Prompt
The first line of the entries and each line after it, through the one that contains "horse in the photo above.", are to be duplicated exactly; no picture belongs in the copy.

The data
==========

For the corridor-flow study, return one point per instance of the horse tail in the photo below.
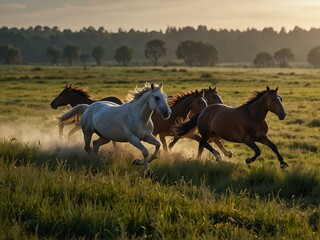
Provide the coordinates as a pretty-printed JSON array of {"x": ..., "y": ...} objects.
[
  {"x": 72, "y": 115},
  {"x": 182, "y": 129}
]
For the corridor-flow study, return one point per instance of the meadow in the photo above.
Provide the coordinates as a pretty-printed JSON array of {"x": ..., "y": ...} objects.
[{"x": 52, "y": 190}]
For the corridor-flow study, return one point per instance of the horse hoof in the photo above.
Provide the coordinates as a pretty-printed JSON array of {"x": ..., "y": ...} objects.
[
  {"x": 284, "y": 165},
  {"x": 137, "y": 162},
  {"x": 229, "y": 154}
]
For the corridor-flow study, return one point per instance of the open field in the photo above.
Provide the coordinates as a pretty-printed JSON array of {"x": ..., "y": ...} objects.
[{"x": 53, "y": 190}]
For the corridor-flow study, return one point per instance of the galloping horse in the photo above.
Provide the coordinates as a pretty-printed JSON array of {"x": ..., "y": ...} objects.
[
  {"x": 129, "y": 122},
  {"x": 181, "y": 106},
  {"x": 243, "y": 124},
  {"x": 73, "y": 96},
  {"x": 212, "y": 96}
]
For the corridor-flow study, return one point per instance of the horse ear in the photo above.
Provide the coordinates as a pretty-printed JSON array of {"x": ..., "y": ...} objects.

==========

Result
For the corridor-flow study, return one point per instance of the horse tail in the photo below.
Provide the coordinates as a pretty-printed JSON array of {"x": ..., "y": ...} objects.
[
  {"x": 72, "y": 115},
  {"x": 182, "y": 129}
]
For the corridor-flow study, return one point per instance of the meadow in the photo above.
Provide the coordinates as a pretty-printed JSON array of {"x": ..., "y": ...} objects.
[{"x": 52, "y": 190}]
For the corridor-flow study, return one point per instance of the horse hoof in the photo above.
Provide the coordinates as a pretty-printed JSON array of {"x": ..., "y": ...} objects.
[
  {"x": 284, "y": 165},
  {"x": 137, "y": 162},
  {"x": 229, "y": 154}
]
For the corridor-flow study, return one point per instance of the open field in the photo above.
Provide the coordinates as a pretty-printed JSON array of {"x": ..., "y": ...} objects.
[{"x": 53, "y": 190}]
For the corridor-flow study, return one point per instance of the galloping horse in the photo above.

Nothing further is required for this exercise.